WHAT THE EXERCISE ASKS: Copy out the rows starting at the line that contains "Locate every instance of the snow-covered bank" and ending at the end of the rows, requests included, and decrease every coordinate in the answers by 64.

[Position annotation rows]
|---|

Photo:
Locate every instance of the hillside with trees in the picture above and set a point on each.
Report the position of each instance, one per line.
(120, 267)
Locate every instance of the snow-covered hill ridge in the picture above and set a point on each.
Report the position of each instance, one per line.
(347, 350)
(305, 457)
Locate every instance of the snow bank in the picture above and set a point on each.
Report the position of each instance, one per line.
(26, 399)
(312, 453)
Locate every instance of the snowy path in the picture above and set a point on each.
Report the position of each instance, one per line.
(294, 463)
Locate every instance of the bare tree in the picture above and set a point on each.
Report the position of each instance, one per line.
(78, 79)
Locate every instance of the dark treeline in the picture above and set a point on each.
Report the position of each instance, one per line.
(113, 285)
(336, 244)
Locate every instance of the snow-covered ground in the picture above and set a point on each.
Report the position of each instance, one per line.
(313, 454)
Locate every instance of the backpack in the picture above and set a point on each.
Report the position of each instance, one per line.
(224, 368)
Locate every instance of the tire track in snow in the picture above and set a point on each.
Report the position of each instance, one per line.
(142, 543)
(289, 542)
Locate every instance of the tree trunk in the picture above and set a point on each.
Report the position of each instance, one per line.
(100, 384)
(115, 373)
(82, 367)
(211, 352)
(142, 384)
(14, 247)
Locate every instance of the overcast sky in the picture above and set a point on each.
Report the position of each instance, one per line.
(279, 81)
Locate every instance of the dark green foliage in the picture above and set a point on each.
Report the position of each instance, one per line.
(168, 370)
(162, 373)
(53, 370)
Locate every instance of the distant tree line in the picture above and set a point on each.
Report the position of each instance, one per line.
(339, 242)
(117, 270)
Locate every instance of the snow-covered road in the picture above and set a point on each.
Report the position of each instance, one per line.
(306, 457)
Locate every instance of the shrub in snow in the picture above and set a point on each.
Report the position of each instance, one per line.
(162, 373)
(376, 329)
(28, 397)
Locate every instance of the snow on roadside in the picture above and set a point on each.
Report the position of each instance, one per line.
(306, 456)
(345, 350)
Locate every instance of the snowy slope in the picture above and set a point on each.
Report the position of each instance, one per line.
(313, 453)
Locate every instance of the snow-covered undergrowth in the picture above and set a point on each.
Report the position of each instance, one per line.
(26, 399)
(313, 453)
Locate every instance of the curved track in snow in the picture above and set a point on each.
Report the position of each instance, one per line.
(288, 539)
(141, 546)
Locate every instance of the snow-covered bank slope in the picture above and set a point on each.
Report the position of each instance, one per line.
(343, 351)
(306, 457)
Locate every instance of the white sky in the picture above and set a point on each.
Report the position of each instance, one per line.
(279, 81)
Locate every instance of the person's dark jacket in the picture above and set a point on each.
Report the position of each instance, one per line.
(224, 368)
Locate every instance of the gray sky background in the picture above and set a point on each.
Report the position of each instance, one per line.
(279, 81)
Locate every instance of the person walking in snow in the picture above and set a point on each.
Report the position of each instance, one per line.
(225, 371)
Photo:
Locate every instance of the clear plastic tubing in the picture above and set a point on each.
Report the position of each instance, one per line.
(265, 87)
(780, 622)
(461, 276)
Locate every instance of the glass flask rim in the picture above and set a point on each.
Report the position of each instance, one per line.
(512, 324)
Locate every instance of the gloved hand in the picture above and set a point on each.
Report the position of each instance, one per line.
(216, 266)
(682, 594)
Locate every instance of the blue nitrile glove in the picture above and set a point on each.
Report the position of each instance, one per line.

|---|

TASK SOLUTION:
Locate every instance of the snow-covered bank slope in the picture above and set a point on each.
Report the position of each instance, one per line.
(279, 287)
(242, 393)
Locate every instance of the white sky in the picture above and set a point on each.
Report the position of each instance, one per line.
(215, 17)
Locate every instance of the person's dark jacket in the picture above and set a point on each.
Report the position of each instance, one per line.
(160, 304)
Locate every instance of the gray sky background in the picture above and set a point on each.
Report the position of each instance, one per line.
(215, 17)
Locate every instance of the person walking in snow in the picture above and set a point on each.
Report the position of each instance, one per line.
(161, 307)
Photo:
Locate every instance of the clear plastic tubing in the picture above and set a point on each.
Report the position of each instance, one per line.
(201, 23)
(716, 558)
(397, 212)
Locate every instance of the glass flask rim in the picture above and set a point on each.
Report the position of each instance, one per line.
(448, 260)
Locate every instance of the gloved hand in the picture above and set a point on each.
Report the position of each instance, one per line.
(152, 202)
(618, 530)
Locate every instance of the blue nitrile glove in the picture above and set a point on each.
Report the position of each instance, one per line.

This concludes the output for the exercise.